▶ Dataset entries
Start of Block
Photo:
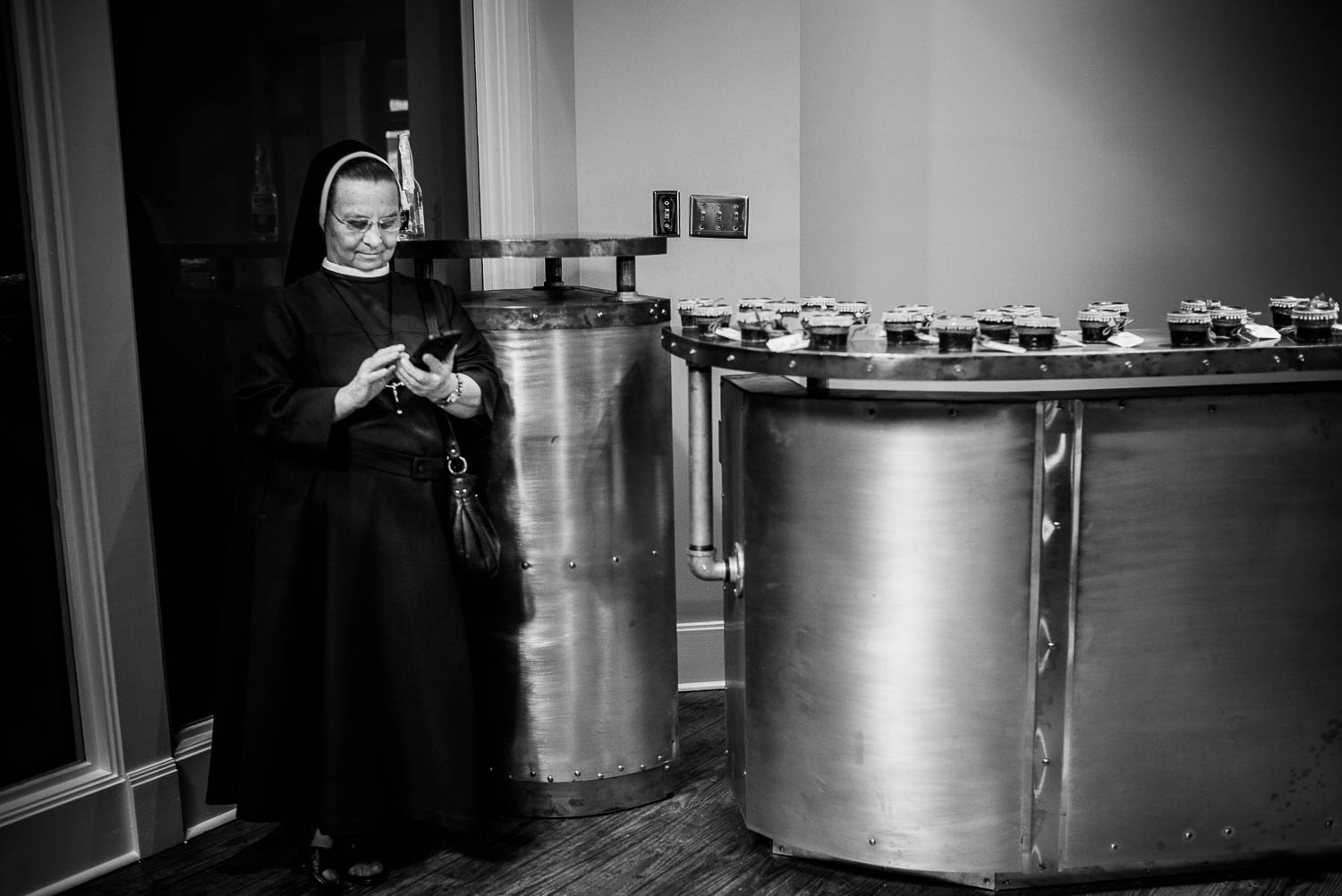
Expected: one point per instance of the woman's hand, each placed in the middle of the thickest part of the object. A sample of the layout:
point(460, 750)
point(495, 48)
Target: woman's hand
point(375, 372)
point(435, 384)
point(455, 393)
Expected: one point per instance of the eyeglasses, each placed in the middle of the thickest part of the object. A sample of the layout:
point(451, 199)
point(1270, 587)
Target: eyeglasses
point(389, 224)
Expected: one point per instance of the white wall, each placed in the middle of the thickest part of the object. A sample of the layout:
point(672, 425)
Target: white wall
point(971, 153)
point(702, 97)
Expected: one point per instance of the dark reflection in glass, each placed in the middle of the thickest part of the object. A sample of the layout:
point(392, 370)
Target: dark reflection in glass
point(222, 105)
point(38, 700)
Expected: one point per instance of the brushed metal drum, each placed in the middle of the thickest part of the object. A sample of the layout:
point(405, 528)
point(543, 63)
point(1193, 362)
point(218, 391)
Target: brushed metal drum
point(1205, 702)
point(878, 671)
point(582, 654)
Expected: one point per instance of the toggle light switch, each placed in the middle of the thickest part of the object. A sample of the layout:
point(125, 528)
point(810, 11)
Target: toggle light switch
point(666, 212)
point(719, 216)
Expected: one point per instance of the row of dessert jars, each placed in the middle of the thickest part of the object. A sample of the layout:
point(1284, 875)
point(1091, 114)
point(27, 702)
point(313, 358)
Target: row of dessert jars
point(1196, 325)
point(1312, 318)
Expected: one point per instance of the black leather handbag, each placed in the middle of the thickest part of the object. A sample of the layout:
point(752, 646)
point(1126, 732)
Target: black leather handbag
point(475, 542)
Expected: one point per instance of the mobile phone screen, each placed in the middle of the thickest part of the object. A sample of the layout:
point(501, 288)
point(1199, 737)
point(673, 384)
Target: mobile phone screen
point(439, 346)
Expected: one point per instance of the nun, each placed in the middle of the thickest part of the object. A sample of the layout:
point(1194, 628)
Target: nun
point(345, 700)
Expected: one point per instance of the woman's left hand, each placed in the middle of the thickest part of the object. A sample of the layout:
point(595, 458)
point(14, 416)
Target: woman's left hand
point(434, 384)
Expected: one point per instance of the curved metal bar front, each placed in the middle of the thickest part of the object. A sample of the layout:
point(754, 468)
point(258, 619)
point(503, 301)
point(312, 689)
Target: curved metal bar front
point(1016, 620)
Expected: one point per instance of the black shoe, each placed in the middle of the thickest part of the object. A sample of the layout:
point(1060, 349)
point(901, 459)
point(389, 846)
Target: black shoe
point(321, 866)
point(356, 855)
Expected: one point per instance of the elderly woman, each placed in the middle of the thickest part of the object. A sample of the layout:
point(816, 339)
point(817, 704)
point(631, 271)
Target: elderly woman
point(345, 699)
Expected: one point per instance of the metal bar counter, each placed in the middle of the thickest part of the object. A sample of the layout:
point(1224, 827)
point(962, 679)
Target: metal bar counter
point(1016, 620)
End of Block
▶ PROBLEM TO WORK ON
Of all the entries above, repeat only the lines from the line that has "point(754, 468)" to the line that has "point(817, 704)", both lines included, exactly.

▶ SOLUTION TO THIS PROBLEM
point(754, 468)
point(258, 619)
point(503, 301)
point(312, 689)
Target: curved metal bar front
point(1016, 620)
Expected: one point per instance of the black shoe, each placed in the middle of the thickest part of the object. A sample of the layout:
point(1060, 349)
point(901, 459)
point(389, 846)
Target: black shoe
point(321, 866)
point(356, 855)
Expected: one point per instance of the elderly woman, each placed in the middle of the thickest part of the object. A sample of the layout:
point(816, 339)
point(817, 704)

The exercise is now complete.